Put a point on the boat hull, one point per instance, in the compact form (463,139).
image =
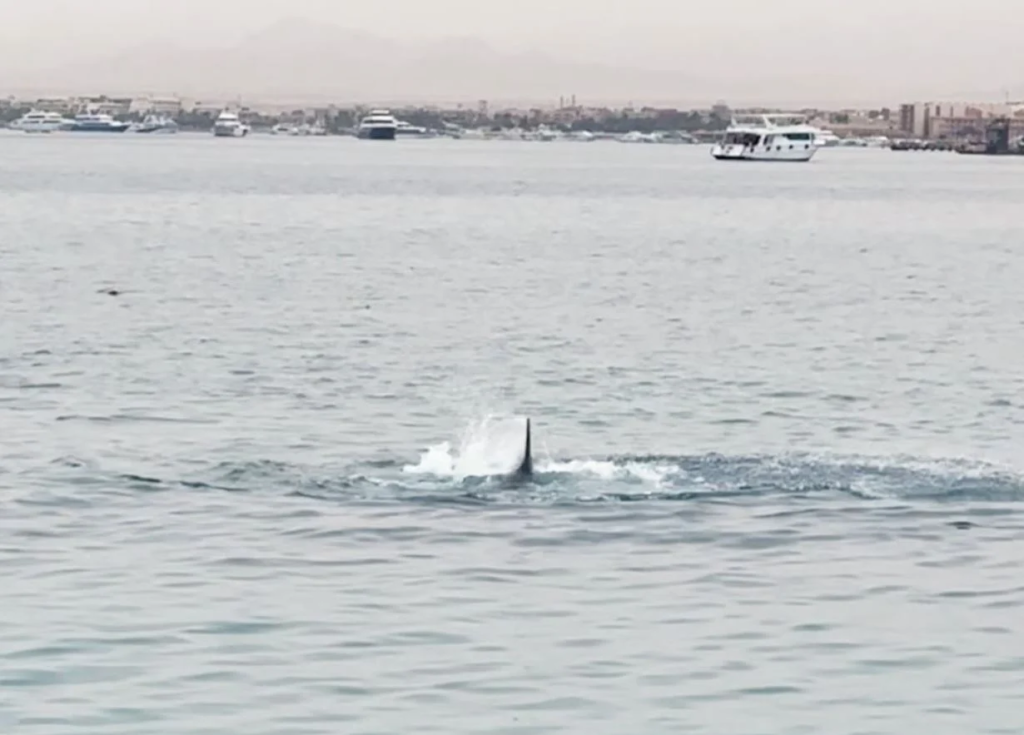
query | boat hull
(381,133)
(797,154)
(230,132)
(87,128)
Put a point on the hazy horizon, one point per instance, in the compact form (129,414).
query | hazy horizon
(646,51)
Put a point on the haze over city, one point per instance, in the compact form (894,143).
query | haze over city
(787,52)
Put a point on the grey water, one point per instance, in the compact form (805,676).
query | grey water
(777,413)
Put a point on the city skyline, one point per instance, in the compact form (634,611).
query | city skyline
(310,56)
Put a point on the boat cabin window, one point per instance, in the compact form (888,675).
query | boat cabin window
(742,139)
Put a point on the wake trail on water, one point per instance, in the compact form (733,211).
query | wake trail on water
(475,465)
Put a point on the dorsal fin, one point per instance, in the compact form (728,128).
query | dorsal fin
(525,468)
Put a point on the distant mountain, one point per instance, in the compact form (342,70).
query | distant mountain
(300,59)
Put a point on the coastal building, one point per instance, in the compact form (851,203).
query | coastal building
(157,105)
(955,120)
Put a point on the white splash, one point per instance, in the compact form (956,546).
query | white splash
(489,446)
(493,445)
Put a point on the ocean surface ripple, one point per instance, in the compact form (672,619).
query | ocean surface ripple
(776,417)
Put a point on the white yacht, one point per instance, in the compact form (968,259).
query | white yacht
(39,122)
(767,137)
(379,125)
(227,125)
(96,123)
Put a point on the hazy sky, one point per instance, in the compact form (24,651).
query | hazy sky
(872,49)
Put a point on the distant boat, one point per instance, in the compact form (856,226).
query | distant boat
(767,137)
(228,125)
(39,122)
(96,123)
(157,124)
(379,125)
(826,138)
(406,129)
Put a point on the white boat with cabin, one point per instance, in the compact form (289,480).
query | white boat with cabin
(768,137)
(379,125)
(39,122)
(228,125)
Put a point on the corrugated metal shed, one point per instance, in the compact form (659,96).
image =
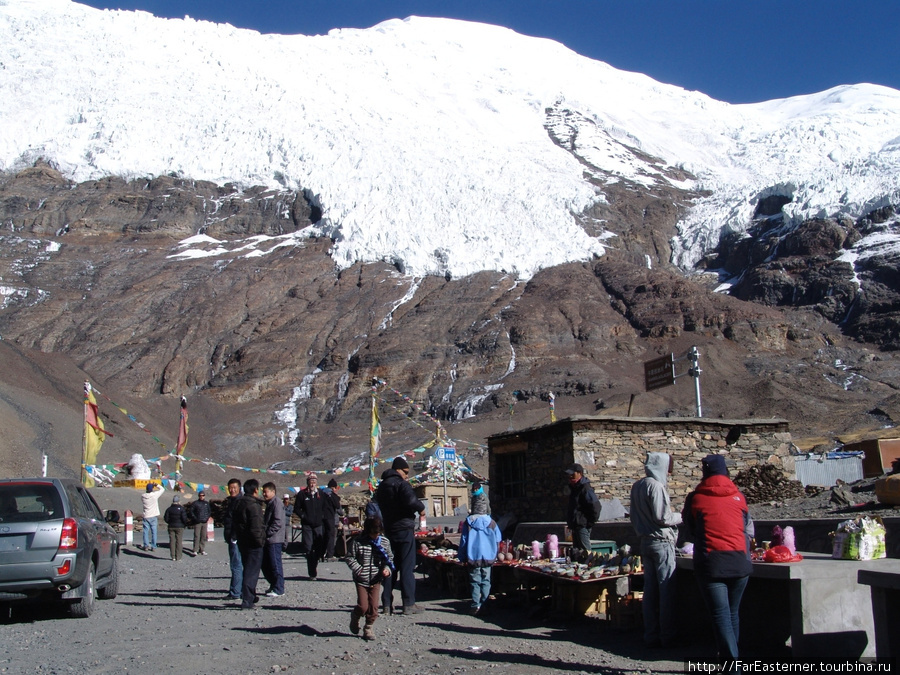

::::::::::

From the line that contains "query | grey water" to the final line of the entries, reproduce every line exactly, both ends included. Leave out all pictures.

query | grey water
(777,413)
Put a point on the city skyline, one point per instance, in the compact form (634,611).
query | city skyline
(310,56)
Put a point on the boat cabin window, one point per instance, in the compact form (888,675).
query | boat cabin window
(742,139)
Put a point on the wake trail on water, one point per instance, in the compact form (733,211).
query | wake trail on water
(475,465)
Put a point on the dorsal fin, one point per instance, in the compact form (728,128).
query | dorsal fin
(525,468)
Put a point on the distant mountain, one point per instance, in the compact form (342,70).
query | distant mountain
(300,59)
Put a point on the coastal building, one point per instance, in the compact form (851,203).
query | coastal building
(157,105)
(955,120)
Put a point on the white splash, one point per instance, in the compact form (956,546).
query | white splash
(489,446)
(493,445)
Put a point on the ocean surface ripple, one point per instance, in the compact form (672,619).
query | ocean surface ripple
(776,417)
Put a point on the white yacht, one point per instance, in the compact form (968,259).
query | white yacht
(39,122)
(767,137)
(379,125)
(227,125)
(96,123)
Put a point on the hazy sky, one point per instance, in the compact form (24,651).
query | hazy sky
(872,49)
Put a point on the distant boat, one point per instance, in the compact form (856,226).
query | distant boat
(767,137)
(228,125)
(39,122)
(96,123)
(157,124)
(379,125)
(826,138)
(406,129)
Put a point on the white boat with cabin, one point per instance, in the compact form (289,480).
query | white boat with cabin
(768,137)
(379,125)
(39,122)
(228,125)
Put a point on the corrugated metal shed, one point per instance, in the compact form (659,96).
image =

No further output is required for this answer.